WHAT YOU NEED TO DO: Please locate each line in the items below that contains the word "surface", and copy those lines.

INPUT RECORDS:
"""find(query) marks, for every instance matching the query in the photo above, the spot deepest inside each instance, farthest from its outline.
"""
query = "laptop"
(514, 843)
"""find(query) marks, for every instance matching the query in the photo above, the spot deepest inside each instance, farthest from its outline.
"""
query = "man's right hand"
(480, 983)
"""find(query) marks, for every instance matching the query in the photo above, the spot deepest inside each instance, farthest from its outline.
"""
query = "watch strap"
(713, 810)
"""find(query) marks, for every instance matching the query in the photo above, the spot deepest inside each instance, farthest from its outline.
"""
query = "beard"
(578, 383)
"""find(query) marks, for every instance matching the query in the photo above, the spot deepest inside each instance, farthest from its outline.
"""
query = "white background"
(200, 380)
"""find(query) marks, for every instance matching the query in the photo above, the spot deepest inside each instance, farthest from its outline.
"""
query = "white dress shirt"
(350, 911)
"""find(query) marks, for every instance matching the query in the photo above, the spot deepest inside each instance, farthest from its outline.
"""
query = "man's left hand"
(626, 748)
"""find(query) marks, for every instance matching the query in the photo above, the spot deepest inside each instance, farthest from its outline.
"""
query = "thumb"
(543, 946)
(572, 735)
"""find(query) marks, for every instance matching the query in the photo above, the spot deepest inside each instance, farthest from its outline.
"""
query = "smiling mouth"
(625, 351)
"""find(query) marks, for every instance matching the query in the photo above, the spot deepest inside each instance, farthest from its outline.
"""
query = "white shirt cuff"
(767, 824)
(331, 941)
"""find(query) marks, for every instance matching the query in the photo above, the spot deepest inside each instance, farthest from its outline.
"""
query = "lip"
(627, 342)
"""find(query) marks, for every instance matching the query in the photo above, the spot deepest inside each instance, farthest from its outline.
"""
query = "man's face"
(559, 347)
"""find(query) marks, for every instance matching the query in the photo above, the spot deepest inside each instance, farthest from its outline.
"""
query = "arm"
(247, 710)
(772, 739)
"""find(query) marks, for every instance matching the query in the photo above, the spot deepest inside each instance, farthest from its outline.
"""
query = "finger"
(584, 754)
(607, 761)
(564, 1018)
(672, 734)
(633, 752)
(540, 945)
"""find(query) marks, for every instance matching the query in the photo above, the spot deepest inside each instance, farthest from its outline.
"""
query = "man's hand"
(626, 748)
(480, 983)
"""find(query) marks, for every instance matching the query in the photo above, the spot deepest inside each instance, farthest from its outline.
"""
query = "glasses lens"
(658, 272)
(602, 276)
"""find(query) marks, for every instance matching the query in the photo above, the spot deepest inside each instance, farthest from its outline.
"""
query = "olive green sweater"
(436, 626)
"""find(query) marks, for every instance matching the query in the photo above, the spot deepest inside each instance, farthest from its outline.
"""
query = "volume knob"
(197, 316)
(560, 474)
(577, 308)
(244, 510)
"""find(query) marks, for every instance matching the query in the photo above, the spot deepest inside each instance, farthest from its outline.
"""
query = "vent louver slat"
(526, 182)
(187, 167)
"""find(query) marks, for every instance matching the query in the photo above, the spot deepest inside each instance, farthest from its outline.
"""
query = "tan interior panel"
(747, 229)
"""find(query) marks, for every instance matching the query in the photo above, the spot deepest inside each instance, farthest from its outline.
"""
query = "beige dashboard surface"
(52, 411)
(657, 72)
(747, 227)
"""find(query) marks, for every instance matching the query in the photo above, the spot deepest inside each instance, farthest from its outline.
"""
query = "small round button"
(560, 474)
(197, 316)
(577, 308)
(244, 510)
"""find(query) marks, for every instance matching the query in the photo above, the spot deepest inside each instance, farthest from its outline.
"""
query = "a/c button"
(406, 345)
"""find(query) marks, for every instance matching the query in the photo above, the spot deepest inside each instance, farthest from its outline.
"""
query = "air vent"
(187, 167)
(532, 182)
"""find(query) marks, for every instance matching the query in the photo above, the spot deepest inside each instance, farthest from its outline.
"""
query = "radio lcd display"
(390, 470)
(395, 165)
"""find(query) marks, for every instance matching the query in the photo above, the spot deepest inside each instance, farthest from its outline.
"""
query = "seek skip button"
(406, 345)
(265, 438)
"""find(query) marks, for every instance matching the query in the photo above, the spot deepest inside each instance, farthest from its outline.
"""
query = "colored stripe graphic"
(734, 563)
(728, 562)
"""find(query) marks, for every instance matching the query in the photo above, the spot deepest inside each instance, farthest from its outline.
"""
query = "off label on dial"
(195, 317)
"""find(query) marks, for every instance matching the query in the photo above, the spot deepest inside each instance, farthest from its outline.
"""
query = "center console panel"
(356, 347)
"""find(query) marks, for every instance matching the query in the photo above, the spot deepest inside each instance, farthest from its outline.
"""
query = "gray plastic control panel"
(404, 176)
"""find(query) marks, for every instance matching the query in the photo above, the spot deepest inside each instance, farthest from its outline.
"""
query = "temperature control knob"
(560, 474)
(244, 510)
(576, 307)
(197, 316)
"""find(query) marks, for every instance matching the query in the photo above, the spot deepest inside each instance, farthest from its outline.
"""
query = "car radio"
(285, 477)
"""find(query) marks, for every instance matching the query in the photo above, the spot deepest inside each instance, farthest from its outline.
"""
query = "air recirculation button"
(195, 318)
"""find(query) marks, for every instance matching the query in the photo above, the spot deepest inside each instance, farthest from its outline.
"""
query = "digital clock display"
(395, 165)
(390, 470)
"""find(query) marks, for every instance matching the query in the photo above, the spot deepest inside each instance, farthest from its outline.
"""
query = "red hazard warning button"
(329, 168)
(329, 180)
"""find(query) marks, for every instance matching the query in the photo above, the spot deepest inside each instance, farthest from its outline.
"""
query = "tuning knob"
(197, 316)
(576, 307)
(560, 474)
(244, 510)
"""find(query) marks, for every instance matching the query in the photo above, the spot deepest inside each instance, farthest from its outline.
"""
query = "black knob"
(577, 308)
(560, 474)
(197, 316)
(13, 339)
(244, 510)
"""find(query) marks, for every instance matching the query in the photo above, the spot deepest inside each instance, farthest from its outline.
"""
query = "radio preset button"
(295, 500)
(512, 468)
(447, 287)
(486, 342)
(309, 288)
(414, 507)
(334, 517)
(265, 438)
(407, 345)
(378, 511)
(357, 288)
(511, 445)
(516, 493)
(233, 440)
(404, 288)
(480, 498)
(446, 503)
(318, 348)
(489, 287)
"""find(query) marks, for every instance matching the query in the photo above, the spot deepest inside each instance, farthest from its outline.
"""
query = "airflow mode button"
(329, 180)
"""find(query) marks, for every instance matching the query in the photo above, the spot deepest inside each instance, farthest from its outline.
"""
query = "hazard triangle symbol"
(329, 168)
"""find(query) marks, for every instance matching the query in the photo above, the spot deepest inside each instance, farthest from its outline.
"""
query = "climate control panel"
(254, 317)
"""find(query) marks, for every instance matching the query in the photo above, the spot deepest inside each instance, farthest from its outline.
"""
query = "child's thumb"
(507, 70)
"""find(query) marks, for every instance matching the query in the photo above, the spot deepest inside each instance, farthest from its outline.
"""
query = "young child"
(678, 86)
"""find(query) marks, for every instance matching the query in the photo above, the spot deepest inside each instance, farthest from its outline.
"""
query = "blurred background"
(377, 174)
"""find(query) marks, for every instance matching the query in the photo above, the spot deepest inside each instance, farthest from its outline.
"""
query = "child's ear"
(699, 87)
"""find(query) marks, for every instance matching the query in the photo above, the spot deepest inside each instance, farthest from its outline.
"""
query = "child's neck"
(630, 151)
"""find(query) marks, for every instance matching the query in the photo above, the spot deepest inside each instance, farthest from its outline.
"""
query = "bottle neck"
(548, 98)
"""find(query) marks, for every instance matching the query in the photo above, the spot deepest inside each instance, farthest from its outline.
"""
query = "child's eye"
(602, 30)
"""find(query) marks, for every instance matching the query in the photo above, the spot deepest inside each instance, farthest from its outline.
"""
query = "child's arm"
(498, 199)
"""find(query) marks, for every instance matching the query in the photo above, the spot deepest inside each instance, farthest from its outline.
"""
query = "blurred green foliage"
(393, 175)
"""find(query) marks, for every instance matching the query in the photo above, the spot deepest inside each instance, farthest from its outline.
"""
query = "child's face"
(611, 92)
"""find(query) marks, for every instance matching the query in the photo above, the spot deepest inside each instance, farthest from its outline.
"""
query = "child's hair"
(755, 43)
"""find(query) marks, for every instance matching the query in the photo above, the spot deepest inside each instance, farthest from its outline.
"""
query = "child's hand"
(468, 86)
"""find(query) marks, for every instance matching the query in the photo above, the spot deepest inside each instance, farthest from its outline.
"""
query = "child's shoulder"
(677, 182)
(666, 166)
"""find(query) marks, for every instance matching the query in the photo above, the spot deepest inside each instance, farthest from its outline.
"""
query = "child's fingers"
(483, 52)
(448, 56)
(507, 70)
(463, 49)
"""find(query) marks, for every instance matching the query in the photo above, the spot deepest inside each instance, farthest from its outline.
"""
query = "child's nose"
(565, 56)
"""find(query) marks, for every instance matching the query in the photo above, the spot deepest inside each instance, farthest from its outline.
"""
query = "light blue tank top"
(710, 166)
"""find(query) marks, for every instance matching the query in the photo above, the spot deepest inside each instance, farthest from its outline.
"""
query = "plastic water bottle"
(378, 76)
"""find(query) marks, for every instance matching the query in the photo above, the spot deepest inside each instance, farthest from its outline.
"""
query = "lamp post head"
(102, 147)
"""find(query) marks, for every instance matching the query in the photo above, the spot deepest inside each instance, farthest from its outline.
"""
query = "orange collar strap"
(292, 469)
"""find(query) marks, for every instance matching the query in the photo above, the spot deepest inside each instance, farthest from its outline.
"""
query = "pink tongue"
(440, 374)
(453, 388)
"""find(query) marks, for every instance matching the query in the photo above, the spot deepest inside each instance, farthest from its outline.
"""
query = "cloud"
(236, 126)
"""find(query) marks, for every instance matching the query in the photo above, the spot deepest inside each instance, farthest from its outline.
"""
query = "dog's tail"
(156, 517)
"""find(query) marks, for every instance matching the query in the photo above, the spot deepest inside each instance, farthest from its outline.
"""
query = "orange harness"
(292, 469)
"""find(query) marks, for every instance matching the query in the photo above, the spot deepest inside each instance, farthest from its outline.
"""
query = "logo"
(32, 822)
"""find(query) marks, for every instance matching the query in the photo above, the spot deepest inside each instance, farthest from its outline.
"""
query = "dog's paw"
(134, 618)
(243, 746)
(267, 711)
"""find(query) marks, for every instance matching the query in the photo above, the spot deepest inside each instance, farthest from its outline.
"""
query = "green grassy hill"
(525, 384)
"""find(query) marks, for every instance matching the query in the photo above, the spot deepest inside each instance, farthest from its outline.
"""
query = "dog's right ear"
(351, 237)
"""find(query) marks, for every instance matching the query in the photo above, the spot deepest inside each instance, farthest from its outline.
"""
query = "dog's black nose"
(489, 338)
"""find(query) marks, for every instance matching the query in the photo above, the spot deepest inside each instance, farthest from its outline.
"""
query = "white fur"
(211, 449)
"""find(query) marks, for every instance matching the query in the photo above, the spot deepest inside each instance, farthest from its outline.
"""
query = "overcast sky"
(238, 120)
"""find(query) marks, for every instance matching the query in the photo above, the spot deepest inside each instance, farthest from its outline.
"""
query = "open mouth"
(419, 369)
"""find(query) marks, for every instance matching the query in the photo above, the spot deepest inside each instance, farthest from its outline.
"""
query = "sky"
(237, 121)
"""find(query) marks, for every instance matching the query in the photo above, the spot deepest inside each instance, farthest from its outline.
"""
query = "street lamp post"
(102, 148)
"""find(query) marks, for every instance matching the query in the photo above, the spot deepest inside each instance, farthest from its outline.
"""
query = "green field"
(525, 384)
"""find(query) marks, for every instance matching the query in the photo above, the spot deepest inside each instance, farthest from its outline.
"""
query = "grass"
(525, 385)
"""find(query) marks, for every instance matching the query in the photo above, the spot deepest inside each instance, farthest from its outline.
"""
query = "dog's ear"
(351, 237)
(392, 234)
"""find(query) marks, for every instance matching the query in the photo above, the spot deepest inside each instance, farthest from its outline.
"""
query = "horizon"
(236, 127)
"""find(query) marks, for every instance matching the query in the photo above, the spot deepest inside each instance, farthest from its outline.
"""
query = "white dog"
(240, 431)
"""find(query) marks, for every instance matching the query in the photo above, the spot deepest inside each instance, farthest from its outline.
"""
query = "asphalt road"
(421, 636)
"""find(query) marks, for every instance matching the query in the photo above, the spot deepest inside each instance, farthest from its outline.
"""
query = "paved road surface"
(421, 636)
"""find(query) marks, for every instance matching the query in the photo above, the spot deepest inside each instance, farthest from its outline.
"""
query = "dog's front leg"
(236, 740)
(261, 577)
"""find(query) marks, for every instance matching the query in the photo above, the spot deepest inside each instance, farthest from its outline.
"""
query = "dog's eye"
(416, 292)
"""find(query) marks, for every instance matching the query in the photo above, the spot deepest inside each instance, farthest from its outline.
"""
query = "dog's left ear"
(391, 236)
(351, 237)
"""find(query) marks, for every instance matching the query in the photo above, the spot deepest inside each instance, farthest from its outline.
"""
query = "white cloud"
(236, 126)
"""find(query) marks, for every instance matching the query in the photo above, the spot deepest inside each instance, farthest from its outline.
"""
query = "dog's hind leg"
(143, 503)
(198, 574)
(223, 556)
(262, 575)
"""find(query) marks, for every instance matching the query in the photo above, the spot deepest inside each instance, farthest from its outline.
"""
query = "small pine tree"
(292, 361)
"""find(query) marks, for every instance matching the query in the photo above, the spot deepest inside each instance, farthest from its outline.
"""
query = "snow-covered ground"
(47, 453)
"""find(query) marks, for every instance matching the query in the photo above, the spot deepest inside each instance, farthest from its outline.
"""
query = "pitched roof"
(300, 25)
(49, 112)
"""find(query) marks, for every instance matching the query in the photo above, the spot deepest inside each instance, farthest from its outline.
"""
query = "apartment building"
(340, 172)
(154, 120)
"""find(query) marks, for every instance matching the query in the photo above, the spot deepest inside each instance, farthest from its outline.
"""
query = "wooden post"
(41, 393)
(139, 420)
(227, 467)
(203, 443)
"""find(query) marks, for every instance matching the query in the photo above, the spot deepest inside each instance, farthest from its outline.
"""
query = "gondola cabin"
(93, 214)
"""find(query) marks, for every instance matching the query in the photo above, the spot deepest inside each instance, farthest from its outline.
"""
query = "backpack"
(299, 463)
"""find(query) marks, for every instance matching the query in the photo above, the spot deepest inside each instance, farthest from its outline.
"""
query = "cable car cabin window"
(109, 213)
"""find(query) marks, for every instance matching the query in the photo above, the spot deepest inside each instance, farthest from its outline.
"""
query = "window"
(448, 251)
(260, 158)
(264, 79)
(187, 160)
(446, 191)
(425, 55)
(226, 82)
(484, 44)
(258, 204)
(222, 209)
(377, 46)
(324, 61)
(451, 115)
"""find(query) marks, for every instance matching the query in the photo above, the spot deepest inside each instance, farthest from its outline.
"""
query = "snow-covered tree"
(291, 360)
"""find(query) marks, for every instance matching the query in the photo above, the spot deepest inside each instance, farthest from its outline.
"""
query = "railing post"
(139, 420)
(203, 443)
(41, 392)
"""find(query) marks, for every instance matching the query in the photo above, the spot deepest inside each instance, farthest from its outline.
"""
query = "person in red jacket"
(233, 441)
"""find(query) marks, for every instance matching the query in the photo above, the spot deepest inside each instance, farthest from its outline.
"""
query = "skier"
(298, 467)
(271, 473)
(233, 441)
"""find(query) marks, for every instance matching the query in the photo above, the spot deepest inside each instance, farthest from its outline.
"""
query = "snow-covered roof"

EXERCISE OUTPUT:
query = "beige dashboard surface"
query = "paved road surface"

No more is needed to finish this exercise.